[Records for processing]:
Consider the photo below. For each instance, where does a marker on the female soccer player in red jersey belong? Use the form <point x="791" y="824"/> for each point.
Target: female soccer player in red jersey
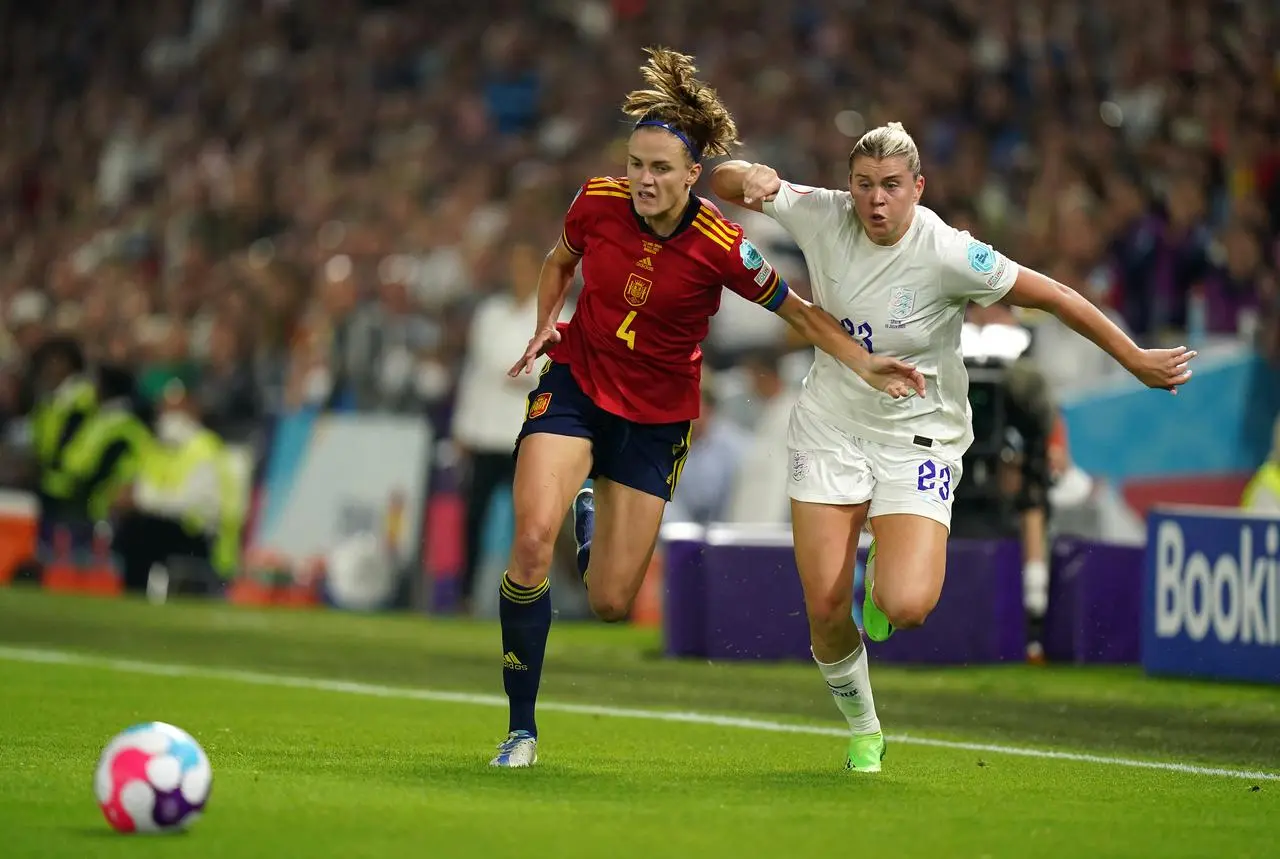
<point x="616" y="398"/>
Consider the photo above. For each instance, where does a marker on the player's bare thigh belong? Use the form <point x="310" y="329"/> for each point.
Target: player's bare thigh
<point x="549" y="471"/>
<point x="826" y="547"/>
<point x="626" y="533"/>
<point x="910" y="565"/>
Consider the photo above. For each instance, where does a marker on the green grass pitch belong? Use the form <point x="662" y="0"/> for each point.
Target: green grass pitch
<point x="336" y="735"/>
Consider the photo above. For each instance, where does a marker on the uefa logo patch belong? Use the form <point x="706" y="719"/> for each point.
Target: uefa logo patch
<point x="801" y="464"/>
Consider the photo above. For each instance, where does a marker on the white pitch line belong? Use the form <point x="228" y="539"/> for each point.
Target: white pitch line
<point x="259" y="679"/>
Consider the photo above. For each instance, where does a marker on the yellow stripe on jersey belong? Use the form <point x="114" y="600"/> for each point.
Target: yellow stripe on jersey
<point x="769" y="291"/>
<point x="568" y="243"/>
<point x="608" y="182"/>
<point x="716" y="237"/>
<point x="717" y="225"/>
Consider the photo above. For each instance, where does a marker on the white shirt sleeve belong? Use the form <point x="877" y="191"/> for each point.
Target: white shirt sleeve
<point x="804" y="211"/>
<point x="973" y="270"/>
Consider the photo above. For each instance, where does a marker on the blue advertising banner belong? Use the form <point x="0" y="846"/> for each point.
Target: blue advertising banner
<point x="1211" y="594"/>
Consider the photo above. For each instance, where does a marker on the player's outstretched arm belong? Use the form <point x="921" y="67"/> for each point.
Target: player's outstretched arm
<point x="1153" y="368"/>
<point x="816" y="325"/>
<point x="553" y="286"/>
<point x="745" y="184"/>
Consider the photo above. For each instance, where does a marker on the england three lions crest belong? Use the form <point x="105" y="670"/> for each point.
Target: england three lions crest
<point x="636" y="291"/>
<point x="901" y="302"/>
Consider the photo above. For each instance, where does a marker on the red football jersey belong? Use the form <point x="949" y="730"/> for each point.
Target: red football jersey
<point x="634" y="341"/>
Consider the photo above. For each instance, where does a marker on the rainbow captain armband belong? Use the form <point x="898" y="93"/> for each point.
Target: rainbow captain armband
<point x="775" y="293"/>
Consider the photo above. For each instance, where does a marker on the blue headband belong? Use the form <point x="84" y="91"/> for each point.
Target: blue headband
<point x="689" y="144"/>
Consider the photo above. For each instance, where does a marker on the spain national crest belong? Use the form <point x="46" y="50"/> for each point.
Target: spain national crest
<point x="636" y="291"/>
<point x="539" y="405"/>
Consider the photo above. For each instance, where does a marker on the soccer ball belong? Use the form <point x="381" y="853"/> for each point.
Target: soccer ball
<point x="152" y="777"/>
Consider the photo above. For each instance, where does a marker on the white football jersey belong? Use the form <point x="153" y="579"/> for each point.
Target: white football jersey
<point x="905" y="301"/>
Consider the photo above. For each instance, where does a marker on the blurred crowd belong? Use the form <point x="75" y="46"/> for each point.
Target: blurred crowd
<point x="344" y="204"/>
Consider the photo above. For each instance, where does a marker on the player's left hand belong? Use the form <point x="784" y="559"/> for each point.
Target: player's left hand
<point x="894" y="377"/>
<point x="538" y="346"/>
<point x="1164" y="369"/>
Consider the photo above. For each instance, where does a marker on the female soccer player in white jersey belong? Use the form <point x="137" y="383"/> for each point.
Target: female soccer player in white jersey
<point x="899" y="278"/>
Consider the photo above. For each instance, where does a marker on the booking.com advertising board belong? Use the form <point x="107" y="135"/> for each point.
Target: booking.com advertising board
<point x="1212" y="594"/>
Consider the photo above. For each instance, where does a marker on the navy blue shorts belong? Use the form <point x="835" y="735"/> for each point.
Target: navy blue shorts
<point x="648" y="457"/>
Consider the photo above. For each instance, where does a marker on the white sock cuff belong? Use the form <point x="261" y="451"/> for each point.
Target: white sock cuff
<point x="840" y="666"/>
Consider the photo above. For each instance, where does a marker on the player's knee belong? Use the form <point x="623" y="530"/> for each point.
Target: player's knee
<point x="830" y="610"/>
<point x="531" y="554"/>
<point x="906" y="611"/>
<point x="609" y="606"/>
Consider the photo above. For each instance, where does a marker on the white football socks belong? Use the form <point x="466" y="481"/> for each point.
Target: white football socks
<point x="850" y="685"/>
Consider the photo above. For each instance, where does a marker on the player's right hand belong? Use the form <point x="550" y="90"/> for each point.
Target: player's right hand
<point x="1166" y="369"/>
<point x="762" y="183"/>
<point x="538" y="346"/>
<point x="894" y="377"/>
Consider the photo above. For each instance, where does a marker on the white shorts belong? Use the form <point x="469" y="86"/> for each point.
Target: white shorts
<point x="830" y="466"/>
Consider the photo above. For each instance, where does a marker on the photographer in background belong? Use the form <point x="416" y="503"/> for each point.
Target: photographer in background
<point x="1006" y="470"/>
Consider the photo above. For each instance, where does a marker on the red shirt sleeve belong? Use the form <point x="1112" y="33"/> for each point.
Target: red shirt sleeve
<point x="576" y="220"/>
<point x="583" y="213"/>
<point x="750" y="275"/>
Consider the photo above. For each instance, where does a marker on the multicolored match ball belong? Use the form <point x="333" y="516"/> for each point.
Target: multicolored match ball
<point x="152" y="777"/>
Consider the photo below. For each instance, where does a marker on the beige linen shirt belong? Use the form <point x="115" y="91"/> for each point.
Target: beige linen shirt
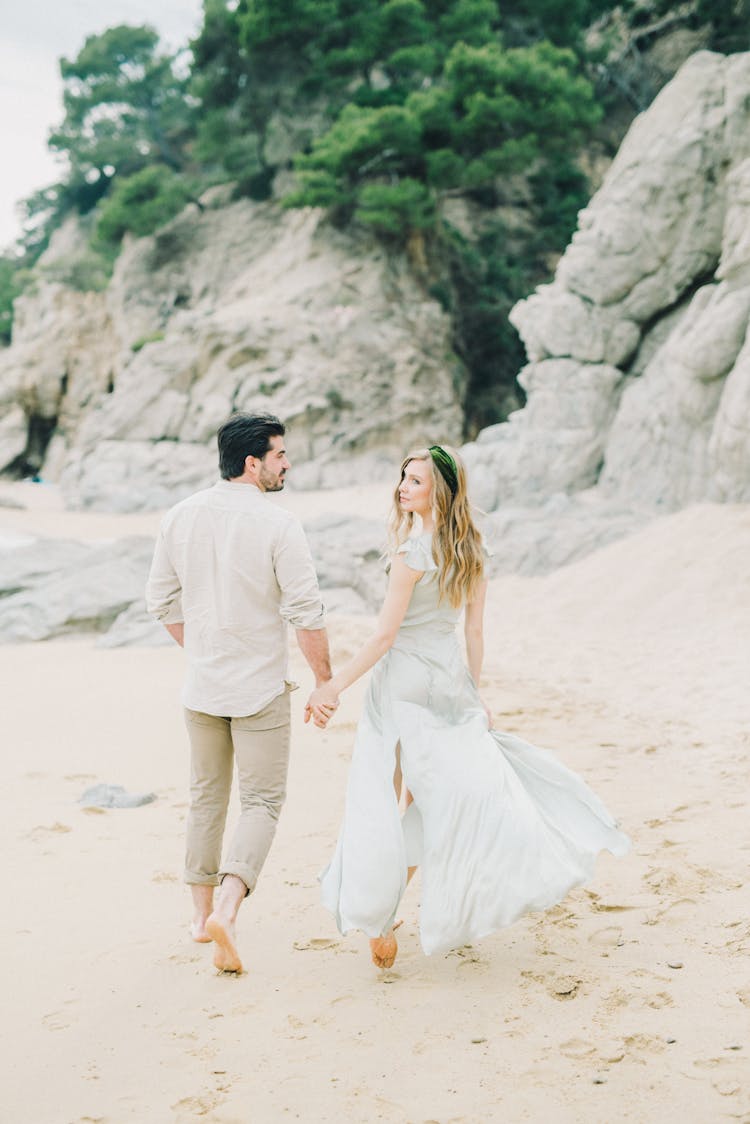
<point x="236" y="569"/>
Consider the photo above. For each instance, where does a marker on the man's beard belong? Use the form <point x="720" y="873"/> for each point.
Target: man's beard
<point x="270" y="481"/>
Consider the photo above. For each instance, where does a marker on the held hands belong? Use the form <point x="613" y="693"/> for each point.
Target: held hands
<point x="322" y="705"/>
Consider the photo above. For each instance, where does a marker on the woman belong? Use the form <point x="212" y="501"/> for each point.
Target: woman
<point x="498" y="827"/>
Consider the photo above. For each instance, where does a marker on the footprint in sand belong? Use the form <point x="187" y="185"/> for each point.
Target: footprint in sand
<point x="316" y="944"/>
<point x="610" y="937"/>
<point x="577" y="1048"/>
<point x="659" y="1000"/>
<point x="42" y="831"/>
<point x="55" y="1021"/>
<point x="197" y="1106"/>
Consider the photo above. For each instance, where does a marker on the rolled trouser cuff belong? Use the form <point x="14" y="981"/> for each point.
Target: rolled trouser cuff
<point x="242" y="871"/>
<point x="192" y="879"/>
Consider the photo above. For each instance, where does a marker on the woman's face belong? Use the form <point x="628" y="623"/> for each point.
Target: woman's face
<point x="415" y="489"/>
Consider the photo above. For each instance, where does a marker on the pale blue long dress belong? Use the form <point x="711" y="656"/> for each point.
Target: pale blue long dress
<point x="497" y="826"/>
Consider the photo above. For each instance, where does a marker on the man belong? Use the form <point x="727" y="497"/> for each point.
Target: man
<point x="229" y="571"/>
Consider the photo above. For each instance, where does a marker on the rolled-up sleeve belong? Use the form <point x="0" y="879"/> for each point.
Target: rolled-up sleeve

[Problem]: Pictures are to be left out; all else in the entries above is to be quoted exactly.

[Written answer]:
Consider the photo below. For each instance, where does a marker on the female soccer player in red jersey belong? Use the form <point x="791" y="824"/> for each point.
Target: female soccer player in red jersey
<point x="616" y="398"/>
Consider the photo above. For each instance, where does a marker on the player's bare thigh belong? Use the form <point x="310" y="329"/> for each point.
Target: player's bare thigh
<point x="549" y="471"/>
<point x="826" y="547"/>
<point x="626" y="533"/>
<point x="910" y="565"/>
Consider the photo above. For each instance, where does a marker on the green grass pitch belong? Use the form <point x="662" y="0"/> for each point.
Target: green grass pitch
<point x="336" y="735"/>
Consider the photo above. For each instance, where does a marker on the uefa logo patch belong? Use the form <point x="706" y="719"/> for each point.
Target: uefa logo patch
<point x="801" y="464"/>
Consider the photo above. For each instance, where does a marker on the white pitch line belong? Use the form <point x="228" y="539"/> for each point.
Target: white pitch line
<point x="259" y="679"/>
Consider the photo above. For each instance, where does a marker on the yellow stripe on jersey belong? Use the form <point x="114" y="600"/> for each point.
Target: yellow stripe on jersey
<point x="769" y="291"/>
<point x="568" y="243"/>
<point x="608" y="182"/>
<point x="716" y="237"/>
<point x="717" y="225"/>
Consider the photo above. For each instance, where does a marker on the white shirt sleeve belong? Use the form <point x="877" y="191"/> for each point.
Target: white shirt sleeve
<point x="804" y="211"/>
<point x="973" y="270"/>
Consider the photo above. For each instance, where does a marker on the blue advertising banner belong? Use the form <point x="0" y="846"/> for each point.
Target: blue advertising banner
<point x="1211" y="594"/>
Consider the photo above. For each instance, where does a marker on the player's outstretched arm belong? Use the form <point x="921" y="67"/> for each point.
Target: player's outstretched arm
<point x="1153" y="368"/>
<point x="816" y="325"/>
<point x="553" y="286"/>
<point x="745" y="184"/>
Consider the photo above. For each instance, where does a marker on the england three lions crest belong? Use the form <point x="105" y="670"/> for each point.
Target: england three lions crest
<point x="636" y="291"/>
<point x="901" y="302"/>
Consider the photo above. For each instance, where does a marker on the red football jersey belong? Use the form <point x="949" y="730"/> for each point.
Target: red football jersey
<point x="634" y="341"/>
Consider the photo above. For each instance, where does a marker on the rainbow captain armband belong? Use the form <point x="898" y="93"/> for each point.
Target: rainbow captain armband
<point x="775" y="293"/>
Consider the photo above. For each instance, where does a marker on the blue headband belong? Use the form <point x="84" y="91"/> for each point.
Target: blue headband
<point x="689" y="144"/>
Consider the photo above. For each instance, where does a marker on the spain national crest belong? Use the form <point x="46" y="50"/> for each point.
Target: spain national crest
<point x="636" y="291"/>
<point x="539" y="405"/>
Consider the photo above. For each instance, where does a marker on the soccer ball belong? Use the form <point x="381" y="853"/> for each point.
Target: soccer ball
<point x="152" y="777"/>
Consider the photo above. For each instance, where does a marker on the white football jersey belong? Use the form <point x="153" y="579"/> for each point.
Target: white football jersey
<point x="905" y="301"/>
Consider the photo above. For each instance, where does a marker on the blurred crowd belong? Use the form <point x="75" y="46"/> for each point.
Target: blurred crowd
<point x="344" y="204"/>
Consider the photo above. For each instance, where does a marker on the player's left hand belong? Use the form <point x="784" y="559"/> for each point.
Target: player's left hand
<point x="894" y="377"/>
<point x="538" y="346"/>
<point x="1164" y="369"/>
Consider the photo above. For each instance, where does a marker on the female soccer player in white jersey belong? Use the form <point x="137" y="383"/> for each point.
Target: female soccer player in white jersey
<point x="899" y="278"/>
Consider the photo above. For each instance, where does a marker on the booking.com advertising board belong? Use the form <point x="107" y="135"/> for each point.
Target: booking.com advertising board
<point x="1212" y="594"/>
Consider the photo above. For each instance, where does a marker on the navy blue shorts belong? Use the form <point x="835" y="735"/> for each point.
Target: navy blue shorts
<point x="648" y="457"/>
Consider the photo above. For each instance, where does a marker on the white sock cuff belong? Use the form <point x="261" y="451"/> for each point.
Target: white sock cuff
<point x="840" y="666"/>
Consider the photo above. For each instance, where does a marker on the player's knee belong? Use the form <point x="623" y="530"/> for each point.
Target: player's knee
<point x="830" y="610"/>
<point x="531" y="554"/>
<point x="906" y="611"/>
<point x="609" y="606"/>
Consider the photo above. For each instance, where does a marker on the white football socks belong? Use the form <point x="466" y="481"/> for each point.
Target: white football socks
<point x="850" y="685"/>
Consider the photo above. For each instance, where does a marker on the player's right hand belong? Use the form <point x="550" y="90"/> for each point.
Target: player's right hand
<point x="1166" y="369"/>
<point x="762" y="183"/>
<point x="538" y="346"/>
<point x="894" y="377"/>
Consider the photo above. For each instance, where does a marker on the white shorts belong? Use the form <point x="469" y="86"/> for each point.
Target: white shorts
<point x="830" y="466"/>
Consider the photo above. For each instance, where does a marker on the photographer in background belong? Use the form <point x="416" y="503"/> for each point.
Target: photographer in background
<point x="1006" y="470"/>
Consider the photo above. For each instance, where does a marker on the red shirt sleeve belong? Use the form <point x="1112" y="33"/> for each point.
Target: red shirt sleeve
<point x="576" y="220"/>
<point x="583" y="213"/>
<point x="750" y="275"/>
Consider the photo above. For each instance, where does a marker on the multicolored match ball belong? Use the form <point x="333" y="516"/> for each point.
Target: multicolored match ball
<point x="152" y="777"/>
Consider the photo below. For each instance, where does a marker on the beige linen shirt belong? Use the form <point x="115" y="91"/> for each point.
Target: beige linen shirt
<point x="236" y="569"/>
Consider the photo above. For each instance, where does a marker on the man's beard belong? Use the form <point x="720" y="873"/> for each point.
Target: man's beard
<point x="270" y="481"/>
Consider the photo above. For each instance, where does a marker on the held hands belong? Use the form <point x="613" y="693"/> for each point.
Target: held hands
<point x="322" y="705"/>
Consider the photo above. For each instance, where does a marker on the woman belong? Use the form <point x="212" y="501"/> for each point.
Target: woman
<point x="498" y="827"/>
Consider the photo above. For each instance, where does a marker on the footprint in sand belong? Use the form <point x="187" y="185"/> for each point.
Target: footprint in sand
<point x="316" y="944"/>
<point x="610" y="937"/>
<point x="577" y="1048"/>
<point x="659" y="1000"/>
<point x="42" y="831"/>
<point x="55" y="1021"/>
<point x="197" y="1106"/>
Consider the photo above. For each instance, where does a marker on the rolled trouser cuff belong? Use the form <point x="14" y="981"/> for each point.
Target: rolled trouser cuff
<point x="242" y="871"/>
<point x="192" y="879"/>
Consider the photo above. For each instance, where does a marker on the woman's face belong? Use the form <point x="628" y="623"/> for each point.
Target: woman's face
<point x="415" y="489"/>
Consider the photo above. For each instance, where does a marker on the pale blue long dress belong? Use the form <point x="711" y="656"/> for each point.
Target: pale blue long dress
<point x="497" y="826"/>
Consider the photo above. For each instance, where does a marker on the man belong? Use the form <point x="727" y="497"/> for each point.
Target: man
<point x="229" y="571"/>
Consider the photo above. For each instance, where does a marker on the rolled-up sleeve belong? Use the form <point x="0" y="879"/> for each point.
Target: rolled-up sleeve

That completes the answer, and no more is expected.